• Given problem 1:
Quote the passage about the law review publication dispute between "Instead, I panicked." and "nine hours later.", inclusive.
• Given problem 2:
Continue the account of the law review publication dispute from where it stops.
** start Selected passage **
Then I received this email from the managing editor: “we regrettably must move forward with publishing the piece with the previously edited version we sent.”
This is, of course, every author’s nightmare: that a journal will go to press without the author’s consent. Which is why most publication agreements have a clause like this one in the agreement I signed with Iowa Law Review: “The Work shall not be published by the Review unless the Author reviews and approves the Work.”
Authors and journals are natural partners because their interests are aligned: both are on a mission to get quality scholarship into print. The editor—and, as I later learned to my dismay, the entire Iowa Law Review—had lost sight of that mission, transforming a partnership into an adversarial affair.
What I should have done was to remind the editor of both the publication agreement and the journal’s mission to publish quality work, and to ask that the article be bumped to the next volume—or, in a worst-case scenario, withdrawn so that I could resubmit it in the summer submissions cycle.
Instead, I panicked.
I’d already been up all night trying to get the draft into shape. All I could think about was how I would feel if my flawed draft wound up in print. It was supposed to be my tenure piece.
So, rather than do the right thing, I raced madly to complete my revisions and sent an updated draft to the journal about nine hours later.
The editor replied: “Although we have already spent the balance of the day conducting the final review of the earlier version, we will accept this updated copy.”
Yes, he was so confident of the journal’s right to publish without my consent that he thought he was doing me a favor by accepting my draft.
I had almost completely rewritten the paper. The blackline I sent showed that more than half (54%, to be precise) of the text was brand new. I also attached a folder containing twenty-six new sources.
Threats aside, that should have been a red flag for the editor.
The only way for an editor to handle these changes responsibly would have been to buy time to review them by bumping the piece to the next volume—or to rescind my publication offer.
Instead, the journal went to press, explaining that “the only thing we will have time to do is check Bluebook formatting one final time and make sure nothing is egregiously out of place above the line[.]”
** end Selected passage **
** start Provided information **
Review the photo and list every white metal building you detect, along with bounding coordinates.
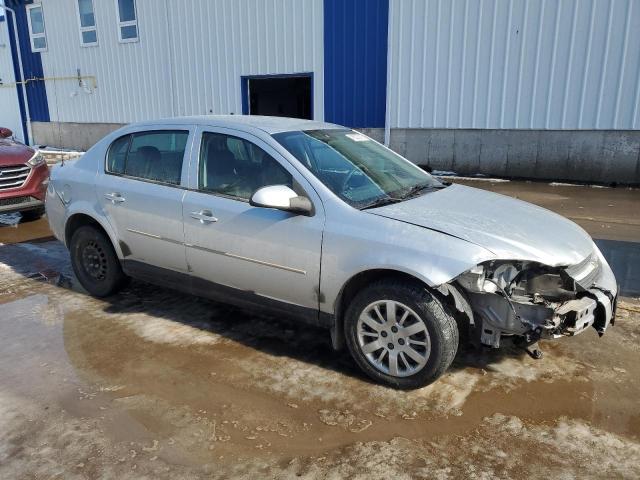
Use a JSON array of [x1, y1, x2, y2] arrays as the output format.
[[0, 0, 640, 183]]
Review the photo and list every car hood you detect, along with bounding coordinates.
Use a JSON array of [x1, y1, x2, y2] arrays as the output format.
[[0, 138, 35, 166], [366, 185, 593, 266]]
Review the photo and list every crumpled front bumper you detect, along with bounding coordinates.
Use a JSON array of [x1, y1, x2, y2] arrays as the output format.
[[553, 245, 618, 336], [466, 244, 618, 348]]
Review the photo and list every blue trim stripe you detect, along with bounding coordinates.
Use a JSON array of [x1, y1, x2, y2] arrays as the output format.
[[324, 0, 389, 128]]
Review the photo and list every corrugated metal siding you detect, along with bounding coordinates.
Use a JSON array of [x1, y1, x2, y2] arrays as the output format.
[[37, 0, 323, 123], [324, 0, 389, 127], [388, 0, 640, 129]]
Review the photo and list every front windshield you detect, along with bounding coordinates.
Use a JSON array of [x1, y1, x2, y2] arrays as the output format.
[[273, 129, 444, 209]]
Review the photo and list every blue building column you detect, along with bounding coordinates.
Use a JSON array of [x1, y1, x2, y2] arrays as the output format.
** end Provided information **
• Expected output 1:
Instead, I panicked.
I’d already been up all night trying to get the draft into shape. All I could think about was how I would feel if my flawed draft wound up in print. It was supposed to be my tenure piece.
So, rather than do the right thing, I raced madly to complete my revisions and sent an updated draft to the journal about nine hours later.

• Expected output 2:
Of course, you can’t rewrite half an article from scratch in a few days’ time and expect it to be anything but rough.
A month after the article appeared in print, I phoned the new editor-in-chief to ask if she might be willing to swap a revised, finished draft for the current one in the Heinonline, Westlaw, and Lexis databases.
I figured she might decline to make the switch, but I thought that, regardless, she would be horrified to hear that an editor had threatened to publish my work without consent—and that she would apologize.
Instead, she sent me what might best be described as a legal memo.
“I have located and reviewed all relevant communications between you and the Iowa Law Review,” it began. Over five single-spaced pages, the memo picked through nearly all of my email exchanges with the editors over the previous year, going back nearly to the date I accepted the journal’s publication offer.
The gist of the memo was: This is your fault because you missed our deadline.
I replied that it didn’t matter who was at fault. What mattered was that a rough draft of an article had wound up in print. Something had to be done about that.
“If you have any further requests, please direct them to our university legal counsel,” the editor replied.
I was floored, of course. But I couldn’t say that my students would not have drawn the same lessons from my classes about how to conduct business as these students seemed to have drawn from their two years of legal education.
I wrote to Iowa Law’s dean, Kevin Washburn. He did not reply.
Unsure what to do next, I consulted with a colleague, who suggested I phone the faculty advisor and propose the following: The journal publishes a straw reply to my article that points out that it looks incomplete; I publish a response that explains that due to a “hiccup” in the publication process an incomplete draft of the paper had wound up in print; I attach a revised draft to the response.
The journal agreed. I thought this meant the editors had understood that threatening to publish without consent is wrong—or at least that publishing rough drafts is bad for the journal. I soon discovered that the editors again thought that they were just doing me a favor.
The following spring, after the straw reply—which I had tapped my colleague Brian L. Frye to write—had been published, the journal’s new board decided that I wouldn’t be permitted to mention the “hiccup” in my response after all.
“[W]e do not feel comfortable including the ‘hiccup’ language as from our perspective there was no hiccup in the publication process,” wrote an editor.
No, not even a hiccup.
Did the new board really understand what had happened the previous year?
Yes, I was assured. The threat to publish work without consent didn’t matter, the new editor-in-chief explained via Zoom, because (in paraphrase): “we expect that, when you submit an article to us, it is ready for publication.”
That, of course, will be news to most authors submitting articles to Iowa Law Review, not to mention the Iowa Law 2Ls slaving away checking cites.
After nearly two months, the students offered to restore my original “hiccup” language.
But I was done with the reply-response fix.
The “hiccup” language was both a whitewash of the journal’s threat to publish without consent and a pact to mislead readers about the evolution of academic debate regarding the article. It was also unlikely that a reader would find the corrected draft attached to a response to a reply to the original article.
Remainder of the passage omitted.